= Challenge A =
Which examples of result-oriented goals does the passage on athletes and perfectionism give? List each one.
= Challenge B =
Copy the passage on athletes and perfectionism word for word from "She’s playing it" to "perfect, listen up!".
= Challenge C =
Write what comes next in the passage on athletes and perfectionism, picking up after its final sentence.

How often have you seen this scenario with your female athlete…
She had a pretty good game. Maybe she competed well and did a lot of great things. However, she can’t stop thinking and talking about that ONE mistake she made.
She’s playing it over and over in her head and beating herself up.
I used to be the same way as an athlete! It never seemed like anything was “good enough.” I would get a career high number of kills in a match, but go home feeling disappointed because I hit one ball out.
I know many athletes who feel the same way.
So, if you’re an athlete (or you have an athlete) who feels the need to always be perfect, listen up!
Here’s how athletes can reframe their success to feel confident no matter how they play.
#1: Set process-oriented goals
Often, athletes want to set result-oriented goals. For example: Score 15 points in a game, get a perfect score, or achieve a certain benchmark.
While these are good things to aim for, result-oriented goals end up cutting an athlete’s confidence. They are usually strict, restrictive, and often dependent on many other factors that might be out of an athlete’s control (like the refs, opponents, teammates, etc…)
Instead, athletes should focus on changing these outcomes to process-oriented goals.
This means we need to take the expectation (or outcome) the athlete wants and break it into the process that will help her get there. THAT is where she will place her focus now, rather than the outcome.

= Data section =
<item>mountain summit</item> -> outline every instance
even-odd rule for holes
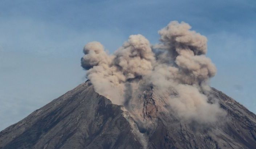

= Task output A =
- Score 15 points in a game
- Get a perfect score
- Achieve a certain benchmark

= Task output B =
She’s playing it over and over in her head and beating herself up.
I used to be the same way as an athlete! It never seemed like anything was “good enough.” I would get a career high number of kills in a match, but go home feeling disappointed because I hit one ball out.
I know many athletes who feel the same way.
So, if you’re an athlete (or you have an athlete) who feels the need to always be perfect, listen up!

= Task output C =
For example, “Score 15 points a match” is an expectation or outcome goal
We can change this to “Be open on offense” or “Get available for every set” to make it a process goal.
Focusing on process goals can actually help athletes outperform their original outcome goal!
#2: Redefine Success
What I see often is that athletes have a narrow view of “success.” Usually, they define success as…
- Not making mistakes
- Scoring a certain number of points
Like we mentioned previously, defining success as only outcome-oriented can leave an athlete never feeling like she’s good enough.
This is not to say that athletes shouldn’t have big goals, dreams, and visions for themselves.
But without reframing how they define success, athletes can feel like they are always in pursuit of something that doesn’t exist rather than finding joy, success, and progress in the process.
Athletes can redefine success to mean:
- Improvement (tracking and comparing performance over time)
- Reaching process-oriented goals (like the ones they set in step #1)
- Maintaining daily habits (including daily mental training routines)
- Mastery of new skills
- Learning from failure
- Recovering from mistakes faster
There’s so many more markers of success that go beyond scoring points or winning. And the athletes that celebrate these along the way usually end up achieving more than they originally imagined for themselves!
#3 – Have a solid post-competition routine
One of the key ways to allow athletes to process their performance in a healthy way (and to stop dwelling on everything they’ve done wrong) is to complete an intentional post-competition routine within 24 hours after competing.
A solid routine involves reflection on what went well so that athletes can repeat it, and an honest look at what can be improved by critiquing, rather than criticizing, performance.
Snag the post-competition routine we use with athletes in our programs here!
Your daughter needs to know that she’s perfect exactly the way she is. I’m adding in this message because it’s one I wish I would have heard more often as an athlete struggling with confidence. Here’s what she needs to know…
💗You don’t need to perform to be loved.
💗Your self-worth is not dependent on how many points you score.
💗You are more than your sport.
💗Being you is enough.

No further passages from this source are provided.